>> start

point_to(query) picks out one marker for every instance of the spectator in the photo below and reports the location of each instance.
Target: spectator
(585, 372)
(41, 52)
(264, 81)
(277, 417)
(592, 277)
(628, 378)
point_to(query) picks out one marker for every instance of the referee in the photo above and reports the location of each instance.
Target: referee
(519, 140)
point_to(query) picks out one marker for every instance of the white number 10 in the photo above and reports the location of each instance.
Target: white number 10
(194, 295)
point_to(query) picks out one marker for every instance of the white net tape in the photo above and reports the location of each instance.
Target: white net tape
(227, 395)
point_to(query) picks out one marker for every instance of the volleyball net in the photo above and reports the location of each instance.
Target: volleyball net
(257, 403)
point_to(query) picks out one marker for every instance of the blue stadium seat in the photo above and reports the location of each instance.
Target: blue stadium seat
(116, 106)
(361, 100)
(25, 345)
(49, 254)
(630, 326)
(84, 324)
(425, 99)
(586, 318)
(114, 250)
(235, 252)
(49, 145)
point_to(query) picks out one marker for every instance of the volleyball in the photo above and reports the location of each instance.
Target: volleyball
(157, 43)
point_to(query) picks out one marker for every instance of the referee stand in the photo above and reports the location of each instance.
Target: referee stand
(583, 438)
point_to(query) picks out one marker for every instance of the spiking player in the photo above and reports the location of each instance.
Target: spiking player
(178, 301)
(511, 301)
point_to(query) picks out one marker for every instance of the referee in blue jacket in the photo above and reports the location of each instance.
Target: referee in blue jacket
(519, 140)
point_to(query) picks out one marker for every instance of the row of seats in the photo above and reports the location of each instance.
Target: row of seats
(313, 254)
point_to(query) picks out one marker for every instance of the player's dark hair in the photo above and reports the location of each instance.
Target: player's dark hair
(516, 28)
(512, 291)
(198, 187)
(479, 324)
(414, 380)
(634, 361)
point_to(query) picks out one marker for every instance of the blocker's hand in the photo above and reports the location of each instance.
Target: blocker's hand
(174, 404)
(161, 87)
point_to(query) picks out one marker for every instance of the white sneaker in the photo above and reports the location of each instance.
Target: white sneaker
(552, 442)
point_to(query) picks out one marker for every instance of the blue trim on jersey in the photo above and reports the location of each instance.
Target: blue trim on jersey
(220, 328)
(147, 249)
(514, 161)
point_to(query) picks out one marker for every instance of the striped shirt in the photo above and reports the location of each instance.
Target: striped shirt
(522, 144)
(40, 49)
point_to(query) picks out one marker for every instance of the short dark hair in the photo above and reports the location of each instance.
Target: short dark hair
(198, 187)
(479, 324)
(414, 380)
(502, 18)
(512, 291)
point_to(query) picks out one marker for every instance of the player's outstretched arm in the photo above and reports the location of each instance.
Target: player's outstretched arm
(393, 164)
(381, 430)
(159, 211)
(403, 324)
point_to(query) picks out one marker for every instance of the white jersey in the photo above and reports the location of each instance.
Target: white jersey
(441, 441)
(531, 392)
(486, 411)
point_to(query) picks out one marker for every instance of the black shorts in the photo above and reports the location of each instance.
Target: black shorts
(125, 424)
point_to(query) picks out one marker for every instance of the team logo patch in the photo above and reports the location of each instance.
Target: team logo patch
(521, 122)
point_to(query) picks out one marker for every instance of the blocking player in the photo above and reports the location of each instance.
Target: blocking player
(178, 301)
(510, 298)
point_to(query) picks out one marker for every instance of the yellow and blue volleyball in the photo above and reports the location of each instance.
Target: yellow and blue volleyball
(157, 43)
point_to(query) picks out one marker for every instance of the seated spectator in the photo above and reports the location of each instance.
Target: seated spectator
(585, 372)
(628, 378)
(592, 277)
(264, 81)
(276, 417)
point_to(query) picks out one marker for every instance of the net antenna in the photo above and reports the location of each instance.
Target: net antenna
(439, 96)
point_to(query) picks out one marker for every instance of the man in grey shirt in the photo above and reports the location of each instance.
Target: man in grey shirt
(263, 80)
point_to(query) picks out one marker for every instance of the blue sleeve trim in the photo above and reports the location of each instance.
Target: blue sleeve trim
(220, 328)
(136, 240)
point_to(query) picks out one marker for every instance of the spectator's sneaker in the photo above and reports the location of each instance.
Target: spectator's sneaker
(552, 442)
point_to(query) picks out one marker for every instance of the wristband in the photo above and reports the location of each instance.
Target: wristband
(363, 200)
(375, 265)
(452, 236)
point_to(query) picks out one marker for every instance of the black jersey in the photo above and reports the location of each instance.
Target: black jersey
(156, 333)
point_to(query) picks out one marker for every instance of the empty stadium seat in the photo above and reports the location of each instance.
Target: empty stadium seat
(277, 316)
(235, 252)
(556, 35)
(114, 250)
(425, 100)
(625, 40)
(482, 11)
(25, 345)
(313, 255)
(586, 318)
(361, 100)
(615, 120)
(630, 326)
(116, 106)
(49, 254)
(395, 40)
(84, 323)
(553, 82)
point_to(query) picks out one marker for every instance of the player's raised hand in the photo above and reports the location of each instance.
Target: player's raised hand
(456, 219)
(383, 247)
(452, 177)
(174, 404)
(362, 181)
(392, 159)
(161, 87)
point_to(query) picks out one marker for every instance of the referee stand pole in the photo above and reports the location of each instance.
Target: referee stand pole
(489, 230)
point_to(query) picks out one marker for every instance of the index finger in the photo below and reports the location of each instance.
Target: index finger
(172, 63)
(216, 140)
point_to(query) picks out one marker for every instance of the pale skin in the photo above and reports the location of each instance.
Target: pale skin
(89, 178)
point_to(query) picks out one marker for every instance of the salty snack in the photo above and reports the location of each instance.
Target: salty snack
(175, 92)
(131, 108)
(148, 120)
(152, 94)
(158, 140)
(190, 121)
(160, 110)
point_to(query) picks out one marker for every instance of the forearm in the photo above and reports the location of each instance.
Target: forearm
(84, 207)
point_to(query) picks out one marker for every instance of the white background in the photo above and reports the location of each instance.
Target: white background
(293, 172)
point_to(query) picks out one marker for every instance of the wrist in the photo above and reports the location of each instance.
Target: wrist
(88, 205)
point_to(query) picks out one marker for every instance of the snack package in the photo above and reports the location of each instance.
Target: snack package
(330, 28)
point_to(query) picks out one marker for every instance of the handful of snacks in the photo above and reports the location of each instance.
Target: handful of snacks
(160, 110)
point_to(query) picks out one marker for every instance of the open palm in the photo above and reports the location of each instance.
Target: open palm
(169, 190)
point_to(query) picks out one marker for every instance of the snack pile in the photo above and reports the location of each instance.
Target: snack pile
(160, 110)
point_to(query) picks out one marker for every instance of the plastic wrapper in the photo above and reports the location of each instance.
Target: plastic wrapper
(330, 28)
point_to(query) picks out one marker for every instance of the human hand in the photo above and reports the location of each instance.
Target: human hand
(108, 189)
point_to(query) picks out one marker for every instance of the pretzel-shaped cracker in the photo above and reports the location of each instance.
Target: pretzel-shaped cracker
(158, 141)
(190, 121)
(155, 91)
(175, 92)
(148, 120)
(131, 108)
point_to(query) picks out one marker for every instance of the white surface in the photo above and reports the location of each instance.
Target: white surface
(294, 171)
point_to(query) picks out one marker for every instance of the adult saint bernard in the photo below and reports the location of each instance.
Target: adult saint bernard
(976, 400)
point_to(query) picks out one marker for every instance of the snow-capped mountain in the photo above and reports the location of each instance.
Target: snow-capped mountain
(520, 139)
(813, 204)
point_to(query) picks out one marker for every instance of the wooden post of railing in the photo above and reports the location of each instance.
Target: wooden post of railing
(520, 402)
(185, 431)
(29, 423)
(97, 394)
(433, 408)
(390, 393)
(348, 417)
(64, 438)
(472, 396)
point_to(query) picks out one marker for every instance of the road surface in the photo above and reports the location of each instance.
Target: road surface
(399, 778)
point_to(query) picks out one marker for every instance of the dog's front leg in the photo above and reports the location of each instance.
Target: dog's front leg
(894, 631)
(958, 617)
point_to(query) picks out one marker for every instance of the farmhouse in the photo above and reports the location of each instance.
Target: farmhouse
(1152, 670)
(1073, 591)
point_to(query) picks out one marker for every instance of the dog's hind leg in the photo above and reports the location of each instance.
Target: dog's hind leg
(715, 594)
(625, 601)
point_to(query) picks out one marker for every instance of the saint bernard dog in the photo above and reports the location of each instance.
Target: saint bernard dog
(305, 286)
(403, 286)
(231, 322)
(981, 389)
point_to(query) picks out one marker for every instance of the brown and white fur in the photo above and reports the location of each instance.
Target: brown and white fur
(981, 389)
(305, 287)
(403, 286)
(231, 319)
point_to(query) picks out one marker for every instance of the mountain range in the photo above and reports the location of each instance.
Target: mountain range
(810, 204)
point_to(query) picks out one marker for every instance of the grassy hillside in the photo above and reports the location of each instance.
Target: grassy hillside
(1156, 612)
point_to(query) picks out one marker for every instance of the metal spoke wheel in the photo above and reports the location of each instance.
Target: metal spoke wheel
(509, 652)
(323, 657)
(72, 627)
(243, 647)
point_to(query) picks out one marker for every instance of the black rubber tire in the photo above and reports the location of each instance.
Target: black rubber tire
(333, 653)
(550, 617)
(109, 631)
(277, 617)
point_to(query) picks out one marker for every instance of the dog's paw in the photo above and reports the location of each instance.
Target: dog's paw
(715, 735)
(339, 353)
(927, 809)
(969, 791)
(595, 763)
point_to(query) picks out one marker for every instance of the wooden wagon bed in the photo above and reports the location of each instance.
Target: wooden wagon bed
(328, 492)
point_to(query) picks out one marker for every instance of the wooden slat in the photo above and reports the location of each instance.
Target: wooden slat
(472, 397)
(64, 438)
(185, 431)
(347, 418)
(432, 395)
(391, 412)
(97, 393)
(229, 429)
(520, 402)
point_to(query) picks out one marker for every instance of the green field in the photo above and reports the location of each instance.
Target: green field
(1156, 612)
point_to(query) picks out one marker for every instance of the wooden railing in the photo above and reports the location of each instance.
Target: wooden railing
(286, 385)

>> end

## Problem to work on
Quote, word for word, every line starting at the one that contains "the dog's paw" and ending with the final line of the entries.

## Final result
point_to(query) picks out one marker for every instance of the dog's paw in the photo above and reports the location of each instance.
Target: dog's paw
(715, 735)
(339, 353)
(927, 809)
(969, 791)
(595, 763)
point_to(query) picks out one marker for every instance of the wooden wagon bed in the photo above and reports the location of each instance.
Target: wooden wagon bed
(328, 492)
point_to(query) picks out one marker for every instance of the wooden slat in the photo above and reports the location of each instance.
Target: wooden slat
(472, 397)
(64, 438)
(185, 431)
(347, 418)
(432, 395)
(391, 412)
(97, 393)
(229, 429)
(520, 402)
point_to(query) picks out one marker for every instance of the green field in the photo above and reports the location of each instance.
Target: green field
(1156, 612)
point_to(query) picks out one marker for every instance of the wooden railing in the photo above and reports the location of each instance.
Target: wooden railing
(286, 385)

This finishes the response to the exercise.